• _TASK GOAL_
Output the data below exactly.

(Referring expression pointing data)
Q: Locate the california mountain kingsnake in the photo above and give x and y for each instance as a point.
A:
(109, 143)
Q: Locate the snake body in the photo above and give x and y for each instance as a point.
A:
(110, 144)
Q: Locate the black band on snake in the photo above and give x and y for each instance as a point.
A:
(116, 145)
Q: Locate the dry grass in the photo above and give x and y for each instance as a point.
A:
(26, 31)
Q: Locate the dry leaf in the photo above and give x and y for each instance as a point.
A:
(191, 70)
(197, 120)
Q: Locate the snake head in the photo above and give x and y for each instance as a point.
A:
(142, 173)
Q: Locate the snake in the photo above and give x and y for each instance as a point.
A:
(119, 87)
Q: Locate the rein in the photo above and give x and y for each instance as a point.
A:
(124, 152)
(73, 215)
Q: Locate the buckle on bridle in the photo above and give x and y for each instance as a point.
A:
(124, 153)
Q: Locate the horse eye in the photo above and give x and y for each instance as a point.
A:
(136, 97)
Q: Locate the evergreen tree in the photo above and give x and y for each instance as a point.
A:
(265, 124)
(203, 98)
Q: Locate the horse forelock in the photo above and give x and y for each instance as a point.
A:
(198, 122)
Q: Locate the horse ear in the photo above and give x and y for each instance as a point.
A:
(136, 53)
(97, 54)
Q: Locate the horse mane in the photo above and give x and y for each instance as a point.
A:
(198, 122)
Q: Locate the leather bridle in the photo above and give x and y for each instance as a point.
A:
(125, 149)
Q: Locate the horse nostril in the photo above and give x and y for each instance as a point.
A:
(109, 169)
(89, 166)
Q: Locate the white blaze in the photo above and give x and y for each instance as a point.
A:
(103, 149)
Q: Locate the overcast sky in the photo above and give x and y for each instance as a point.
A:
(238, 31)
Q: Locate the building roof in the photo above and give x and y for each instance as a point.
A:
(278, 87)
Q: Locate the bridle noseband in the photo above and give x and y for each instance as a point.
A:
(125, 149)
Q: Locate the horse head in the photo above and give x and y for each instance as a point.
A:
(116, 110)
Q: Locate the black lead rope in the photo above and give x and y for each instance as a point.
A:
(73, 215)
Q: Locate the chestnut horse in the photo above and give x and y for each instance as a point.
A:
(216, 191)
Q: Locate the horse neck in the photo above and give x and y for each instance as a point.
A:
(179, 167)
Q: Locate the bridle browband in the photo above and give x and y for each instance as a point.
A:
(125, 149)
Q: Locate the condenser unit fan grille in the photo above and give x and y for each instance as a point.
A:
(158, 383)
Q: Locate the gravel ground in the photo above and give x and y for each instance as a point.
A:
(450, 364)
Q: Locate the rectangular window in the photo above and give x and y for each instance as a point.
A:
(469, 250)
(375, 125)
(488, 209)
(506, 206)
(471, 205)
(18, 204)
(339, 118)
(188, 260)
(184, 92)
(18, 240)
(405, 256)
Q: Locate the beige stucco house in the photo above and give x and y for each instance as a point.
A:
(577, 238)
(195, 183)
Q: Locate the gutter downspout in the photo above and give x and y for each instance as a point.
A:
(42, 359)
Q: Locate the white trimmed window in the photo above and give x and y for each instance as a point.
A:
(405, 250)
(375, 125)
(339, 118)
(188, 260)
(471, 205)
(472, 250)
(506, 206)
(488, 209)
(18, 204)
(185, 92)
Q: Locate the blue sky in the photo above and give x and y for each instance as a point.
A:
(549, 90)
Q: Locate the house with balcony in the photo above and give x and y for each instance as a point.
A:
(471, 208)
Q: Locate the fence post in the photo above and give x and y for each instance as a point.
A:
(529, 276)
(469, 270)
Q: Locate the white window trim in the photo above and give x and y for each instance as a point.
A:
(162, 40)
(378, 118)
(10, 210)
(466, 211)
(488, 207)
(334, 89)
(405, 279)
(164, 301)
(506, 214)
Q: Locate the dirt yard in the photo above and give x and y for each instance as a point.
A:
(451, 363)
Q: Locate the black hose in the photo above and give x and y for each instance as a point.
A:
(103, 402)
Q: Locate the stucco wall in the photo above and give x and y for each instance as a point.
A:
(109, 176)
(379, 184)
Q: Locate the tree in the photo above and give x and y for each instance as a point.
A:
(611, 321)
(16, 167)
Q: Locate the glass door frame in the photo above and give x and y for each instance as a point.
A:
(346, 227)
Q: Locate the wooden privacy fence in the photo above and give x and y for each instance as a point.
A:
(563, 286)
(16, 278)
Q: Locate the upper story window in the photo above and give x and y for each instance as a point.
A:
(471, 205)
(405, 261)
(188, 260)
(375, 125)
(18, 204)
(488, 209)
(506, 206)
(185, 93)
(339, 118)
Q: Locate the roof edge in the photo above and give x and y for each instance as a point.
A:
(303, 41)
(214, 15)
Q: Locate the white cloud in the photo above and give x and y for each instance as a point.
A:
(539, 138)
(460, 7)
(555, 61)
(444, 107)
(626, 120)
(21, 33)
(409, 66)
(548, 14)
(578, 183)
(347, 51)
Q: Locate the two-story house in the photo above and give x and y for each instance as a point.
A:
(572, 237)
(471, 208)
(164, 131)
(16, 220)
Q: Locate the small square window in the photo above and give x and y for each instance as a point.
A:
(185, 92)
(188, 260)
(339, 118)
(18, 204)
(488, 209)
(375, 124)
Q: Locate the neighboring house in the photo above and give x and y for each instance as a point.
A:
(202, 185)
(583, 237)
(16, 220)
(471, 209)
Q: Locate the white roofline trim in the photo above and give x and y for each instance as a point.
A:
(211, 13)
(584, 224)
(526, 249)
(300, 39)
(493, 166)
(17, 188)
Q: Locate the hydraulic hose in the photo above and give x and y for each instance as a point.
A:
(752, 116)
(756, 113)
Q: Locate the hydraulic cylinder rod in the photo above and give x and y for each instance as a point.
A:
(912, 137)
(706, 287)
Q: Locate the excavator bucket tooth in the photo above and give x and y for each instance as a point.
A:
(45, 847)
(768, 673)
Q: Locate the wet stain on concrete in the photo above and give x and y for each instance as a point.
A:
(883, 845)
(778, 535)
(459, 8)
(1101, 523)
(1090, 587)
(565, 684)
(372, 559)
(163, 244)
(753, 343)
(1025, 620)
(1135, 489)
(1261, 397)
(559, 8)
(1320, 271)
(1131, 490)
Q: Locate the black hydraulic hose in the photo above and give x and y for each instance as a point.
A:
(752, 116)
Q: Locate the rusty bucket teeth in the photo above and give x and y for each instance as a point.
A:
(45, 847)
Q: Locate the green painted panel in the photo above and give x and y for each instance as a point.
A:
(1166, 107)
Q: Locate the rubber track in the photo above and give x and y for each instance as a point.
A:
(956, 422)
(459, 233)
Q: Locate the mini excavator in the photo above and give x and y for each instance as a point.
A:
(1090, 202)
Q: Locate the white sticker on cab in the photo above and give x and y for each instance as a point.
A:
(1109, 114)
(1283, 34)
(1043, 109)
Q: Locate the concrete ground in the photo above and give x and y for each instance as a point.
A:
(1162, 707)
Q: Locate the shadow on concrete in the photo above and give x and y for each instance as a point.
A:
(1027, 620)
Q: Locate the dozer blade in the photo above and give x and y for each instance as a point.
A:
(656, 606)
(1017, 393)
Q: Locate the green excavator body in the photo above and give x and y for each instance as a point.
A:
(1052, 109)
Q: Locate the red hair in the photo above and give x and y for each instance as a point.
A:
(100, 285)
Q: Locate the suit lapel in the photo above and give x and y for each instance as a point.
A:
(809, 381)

• _ANSWER BOX_
Q: Locate the california mountain kingsnake in the photo above and give x and y for each instance as a point.
A:
(109, 143)
Q: Locate the snake body in the photo above and give x and y for each instance as a point.
A:
(110, 144)
Q: Locate the black band on snake in the photo above and give x and y for each instance as a point.
A:
(116, 145)
Q: Locate the dry grass in the photo above and give x and y for each instance as a point.
A:
(26, 31)
Q: Locate the dry leaf in the photo above and give x and y for each instance as a point.
A:
(191, 70)
(197, 120)
Q: Locate the snake head in the photo above and give x and y for each instance as a point.
A:
(142, 173)
Q: Locate the snake in the photo above and give x and y for each instance as a point.
A:
(119, 87)
Q: Locate the rein in the photo above and give x and y for each instance as a point.
A:
(124, 152)
(73, 215)
Q: Locate the buckle on bridle in the photo above and give x and y for each instance as a point.
A:
(124, 153)
Q: Locate the horse eye in the photo above and give x and y for each instance as a point.
A:
(136, 97)
Q: Locate the evergreen tree in the photo above and give x and y for each instance as a point.
A:
(265, 124)
(203, 98)
Q: Locate the horse forelock in the photo above and give x and y for each instance as a point.
A:
(198, 122)
Q: Locate the horse ear in the photo above and give x and y for each instance as a point.
A:
(136, 53)
(97, 54)
Q: Locate the horse mane in the photo above and give x and y for each instance as a point.
A:
(198, 122)
Q: Locate the leather bridle in the photo above and give x and y for each instance as a point.
A:
(125, 149)
Q: Locate the horse nostril in the photo above and give x and y for each instance as a point.
A:
(109, 169)
(89, 166)
Q: Locate the white blaze in the photo above and give x and y for each instance as a point.
A:
(103, 149)
Q: Locate the overcast sky in the photo above and give x and y for each instance as a point.
A:
(238, 31)
Q: Locate the building roof in the photo above and give x and y for each instance as a point.
A:
(278, 87)
Q: Locate the bridle noseband in the photo above and give x and y for each instance as a point.
A:
(125, 149)
Q: Locate the horse head in the photo above and give x and y for each instance as a point.
A:
(116, 110)
Q: Locate the black lead rope in the photo above and give x and y for each instance as a point.
A:
(73, 215)
Q: Locate the chestnut horse in the photo above and give x and y for each instance as a point.
A:
(216, 191)
Q: Locate the horse neck in the photo above and give x and y for each instance as a point.
A:
(179, 167)
Q: Locate the bridle browband in the photo above and give x and y for each instance as a point.
A:
(125, 149)
Q: Locate the condenser unit fan grille in the photo above and give x and y for each instance as a point.
A:
(158, 383)
Q: Locate the gravel ground in the photo above and give x and y for each instance as a point.
A:
(450, 364)
Q: Locate the rectangular window in the photo above and give x and y for each instance as a point.
A:
(469, 250)
(375, 125)
(488, 209)
(506, 206)
(471, 205)
(18, 204)
(339, 118)
(188, 260)
(184, 92)
(18, 240)
(405, 256)
Q: Locate the beige stucco house in the photo above and give x and y for each instance as a point.
A:
(577, 238)
(195, 183)
Q: Locate the gutter downspout in the photo above and give x and y for each instance as a point.
A:
(42, 359)
Q: Locate the white trimmed window in the photo above and give x and y for each instance as a point.
A:
(405, 250)
(375, 125)
(339, 118)
(188, 260)
(471, 205)
(472, 250)
(506, 206)
(488, 209)
(18, 204)
(185, 92)
Q: Locate the blue sky in the photo above and give x and y for each instance as a point.
A:
(549, 90)
Q: Locate the house with balcony in the photo above and give x and y for each instance as a point.
A:
(471, 208)
Q: Locate the fence post in the photo above and give x and y for each instance as a point.
A:
(529, 276)
(469, 270)
Q: Locate the white window trim in the photo above and give x and y for each instance as a point.
A:
(162, 40)
(378, 118)
(10, 210)
(466, 211)
(488, 207)
(334, 89)
(405, 279)
(164, 301)
(506, 214)
Q: Locate the dirt yard in the photo above and give x and y for each instance as a point.
A:
(451, 363)
Q: Locate the black hose in the photo above and give x and y for each instance as a point.
A:
(103, 402)
Q: Locate the stucco wall in the photo above and give x and y for each instance as a point.
A:
(109, 176)
(379, 184)
Q: Locate the tree in the photo above and give x and y for each instance as a point.
A:
(611, 321)
(16, 167)
Q: Locate the glass door frame in the photo above and give x and y for each instance as a point.
A:
(346, 227)
Q: Locate the wooden privacy fence in the photo above and give x and y for each instance as a point.
A:
(563, 286)
(16, 278)
Q: Locate the upper story window in the photo above and give x and y for each instance as a point.
A:
(471, 205)
(405, 261)
(188, 260)
(375, 125)
(18, 204)
(488, 209)
(506, 206)
(185, 93)
(339, 118)
Q: Locate the roof edge in the photo above and give x and y for each instance as a point.
A:
(303, 41)
(214, 15)
Q: Locate the white cloud in the photo above and give x and y for each instance as a point.
A:
(539, 138)
(460, 7)
(555, 61)
(444, 107)
(626, 120)
(21, 33)
(409, 66)
(548, 14)
(578, 183)
(347, 51)
Q: Locate the two-story house in the photo above and give x and y for each instance as a point.
A:
(572, 237)
(471, 208)
(164, 131)
(16, 220)
Q: Locate the small square window in the photo above and give x and y for each instance as a point.
A:
(185, 92)
(188, 260)
(339, 118)
(18, 204)
(488, 209)
(375, 124)
Q: Locate the neighboring house in the photo above and give x and y for each instance as a point.
A:
(202, 185)
(583, 237)
(16, 220)
(471, 209)
Q: Locate the white roofline trim in the photo above and give x and y for each instance as a point.
A:
(211, 13)
(584, 224)
(526, 249)
(300, 39)
(493, 166)
(17, 188)
Q: Locate the hydraulic hose in the photo above and give x and y for each instance as a point.
A:
(752, 116)
(756, 113)
Q: Locate the hydraulic cylinder rod in the photo above and give x and y for each instance as a point.
A:
(912, 137)
(706, 287)
Q: Locate the excavator bucket tooth in the photo above and give x and y for each instance as a point.
A:
(45, 847)
(768, 673)
Q: Locate the wet stain on concrete in the photo above and give x and y for each instance as a point.
A:
(883, 845)
(778, 535)
(459, 8)
(1101, 523)
(1090, 587)
(565, 684)
(372, 559)
(163, 244)
(753, 343)
(1025, 620)
(1135, 489)
(1261, 397)
(559, 8)
(1320, 271)
(1131, 490)
Q: Locate the black hydraulic hose in the photo above and give x and y for each instance as a point.
A:
(752, 116)
Q: Locate the rusty bucket teeth in the photo above and give x and y for each instance as a point.
A:
(45, 847)
Q: Locate the green painted panel in the photo above and give x and y for each instance as a point.
A:
(1166, 107)
Q: Locate the rubber track in the photo above and give x and y for each instance as a point.
A:
(956, 422)
(459, 233)
Q: Locate the mini excavator in the photo above and give x and y for each instance as a point.
A:
(1090, 202)
Q: Locate the white sticker on cab in the photo above and give x and y for each instance as a point.
A:
(1109, 114)
(1283, 34)
(1043, 109)
Q: Locate the concrete ground in the photo above and give x and y for each instance as a point.
A:
(1162, 707)
Q: Locate the shadow on concrete in the photo above and give x and y for each instance as a point.
A:
(1027, 620)
Q: Locate the dozer blade in the photo above and give x and y for each instance as a point.
A:
(656, 606)
(1017, 393)
Q: Locate the green excavator body in the photo above and give x and y for each instance as a point.
A:
(1052, 109)
Q: Locate the red hair in the photo above and give x and y for each instance as a point.
A:
(100, 285)
Q: Locate the suit lapel in the photo above and give x and y for each instance as a point.
A:
(809, 381)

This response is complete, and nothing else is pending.